**TASK PROMPT:** Reproduce every one of the rows below verbatim, with each line and its spacing unchanged.

**DATA PROVIDED:**
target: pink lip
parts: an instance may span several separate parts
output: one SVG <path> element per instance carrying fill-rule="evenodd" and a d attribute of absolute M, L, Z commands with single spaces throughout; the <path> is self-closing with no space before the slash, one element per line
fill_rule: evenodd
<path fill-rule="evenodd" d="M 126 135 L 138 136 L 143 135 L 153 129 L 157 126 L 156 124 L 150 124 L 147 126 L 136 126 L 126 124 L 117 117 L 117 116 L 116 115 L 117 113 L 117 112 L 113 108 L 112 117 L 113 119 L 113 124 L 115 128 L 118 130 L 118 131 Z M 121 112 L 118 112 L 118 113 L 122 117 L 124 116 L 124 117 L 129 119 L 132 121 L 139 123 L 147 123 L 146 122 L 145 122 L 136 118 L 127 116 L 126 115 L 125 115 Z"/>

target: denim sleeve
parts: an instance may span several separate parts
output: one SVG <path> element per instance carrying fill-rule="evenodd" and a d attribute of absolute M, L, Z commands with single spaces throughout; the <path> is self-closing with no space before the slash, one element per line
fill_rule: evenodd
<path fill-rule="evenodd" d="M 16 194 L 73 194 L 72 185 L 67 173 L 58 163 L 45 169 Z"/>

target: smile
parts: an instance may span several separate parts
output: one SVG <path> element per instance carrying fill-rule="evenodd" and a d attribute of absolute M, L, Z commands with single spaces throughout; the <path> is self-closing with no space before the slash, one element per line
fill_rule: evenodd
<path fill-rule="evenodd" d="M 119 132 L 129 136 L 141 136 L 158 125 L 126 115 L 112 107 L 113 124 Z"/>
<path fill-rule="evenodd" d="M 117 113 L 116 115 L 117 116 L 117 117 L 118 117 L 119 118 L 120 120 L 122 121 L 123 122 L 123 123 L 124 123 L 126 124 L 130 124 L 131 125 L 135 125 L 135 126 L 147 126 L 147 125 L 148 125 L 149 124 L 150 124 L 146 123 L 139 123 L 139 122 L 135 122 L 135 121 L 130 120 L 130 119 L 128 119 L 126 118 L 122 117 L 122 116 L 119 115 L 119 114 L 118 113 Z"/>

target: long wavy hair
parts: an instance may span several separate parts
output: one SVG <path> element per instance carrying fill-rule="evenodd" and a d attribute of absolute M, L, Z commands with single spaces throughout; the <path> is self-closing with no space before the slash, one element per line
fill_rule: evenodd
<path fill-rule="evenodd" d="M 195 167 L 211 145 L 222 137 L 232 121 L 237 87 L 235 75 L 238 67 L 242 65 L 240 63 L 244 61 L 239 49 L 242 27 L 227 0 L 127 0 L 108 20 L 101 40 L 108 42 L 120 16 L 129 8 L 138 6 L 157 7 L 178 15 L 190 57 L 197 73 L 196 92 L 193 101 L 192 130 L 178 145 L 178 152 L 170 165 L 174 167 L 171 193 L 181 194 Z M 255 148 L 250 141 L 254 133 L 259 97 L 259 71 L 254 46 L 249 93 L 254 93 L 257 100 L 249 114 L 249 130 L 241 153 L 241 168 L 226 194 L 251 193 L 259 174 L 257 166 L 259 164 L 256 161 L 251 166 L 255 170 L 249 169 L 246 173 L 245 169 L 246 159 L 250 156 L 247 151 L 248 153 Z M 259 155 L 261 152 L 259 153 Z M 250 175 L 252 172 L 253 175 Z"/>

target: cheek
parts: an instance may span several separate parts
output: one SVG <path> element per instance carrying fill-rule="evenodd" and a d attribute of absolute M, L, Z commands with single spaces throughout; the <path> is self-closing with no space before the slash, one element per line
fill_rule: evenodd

**TASK SOLUTION:**
target: pink lip
parts: an instance may span several separate parts
output: one SVG <path> element per instance carrying fill-rule="evenodd" and a d attribute of absolute M, L, Z commands with single spaces throughout; the <path> is self-closing with no space before the slash, one element per line
fill_rule: evenodd
<path fill-rule="evenodd" d="M 126 135 L 138 136 L 143 135 L 153 129 L 157 126 L 156 124 L 150 124 L 147 126 L 136 126 L 126 124 L 117 117 L 117 116 L 116 115 L 117 113 L 117 112 L 113 108 L 112 117 L 113 119 L 113 124 L 115 128 L 118 130 L 118 131 Z M 121 112 L 118 112 L 118 113 L 122 117 L 124 116 L 124 117 L 129 119 L 132 121 L 139 123 L 147 123 L 146 122 L 145 122 L 136 118 L 127 116 L 126 115 L 125 115 Z"/>

target: denim sleeve
parts: an instance may span several separate parts
output: one SVG <path> element per instance carrying fill-rule="evenodd" and a d attribute of absolute M, L, Z commands with single spaces throughout; the <path> is self-closing with no space before the slash, one element per line
fill_rule: evenodd
<path fill-rule="evenodd" d="M 16 194 L 73 194 L 72 185 L 67 173 L 58 163 L 45 169 Z"/>

target: smile
parts: an instance may span several separate parts
output: one SVG <path> element per instance carrying fill-rule="evenodd" and a d attribute of absolute M, L, Z commands with single spaces throughout; the <path> is self-closing with no space before the slash, one element per line
fill_rule: evenodd
<path fill-rule="evenodd" d="M 119 132 L 129 136 L 141 136 L 158 125 L 126 115 L 112 107 L 113 124 Z"/>
<path fill-rule="evenodd" d="M 117 113 L 116 115 L 117 116 L 117 117 L 118 117 L 119 118 L 120 120 L 122 121 L 123 122 L 123 123 L 124 123 L 126 124 L 130 124 L 131 125 L 135 125 L 135 126 L 147 126 L 147 125 L 148 125 L 149 124 L 150 124 L 146 123 L 139 123 L 139 122 L 135 122 L 135 121 L 130 120 L 130 119 L 128 119 L 126 118 L 122 117 L 122 116 L 119 115 L 119 114 L 118 113 Z"/>

target: long wavy hair
parts: an instance may span several separate parts
output: one SVG <path> element per instance carrying fill-rule="evenodd" and a d attribute of absolute M, L, Z commands with single spaces throughout; the <path> is self-closing with no space before the slash, one element per line
fill_rule: evenodd
<path fill-rule="evenodd" d="M 195 167 L 211 145 L 222 137 L 232 121 L 237 87 L 235 75 L 238 67 L 242 65 L 240 63 L 244 61 L 239 49 L 242 27 L 227 0 L 127 0 L 108 20 L 101 40 L 108 42 L 120 16 L 129 8 L 138 6 L 157 7 L 178 15 L 190 57 L 197 73 L 196 92 L 193 101 L 192 130 L 178 145 L 178 152 L 170 165 L 174 167 L 171 193 L 181 194 Z M 255 148 L 250 141 L 254 133 L 259 97 L 259 71 L 254 46 L 249 93 L 254 93 L 257 100 L 249 114 L 249 130 L 241 153 L 241 168 L 226 194 L 251 193 L 259 174 L 257 166 L 259 164 L 256 161 L 251 166 L 255 170 L 249 169 L 246 173 L 245 169 L 246 159 L 250 156 L 247 151 L 248 153 Z M 259 155 L 261 152 L 259 153 Z M 250 175 L 252 172 L 253 175 Z"/>

target: cheek
parts: an instance may span several separate parts
output: one SVG <path> element per instance carrying fill-rule="evenodd" and a d attribute of absolute M, L, Z commands with single spaces throughout; the <path> is self-closing with no space before the slash, one element per line
fill_rule: evenodd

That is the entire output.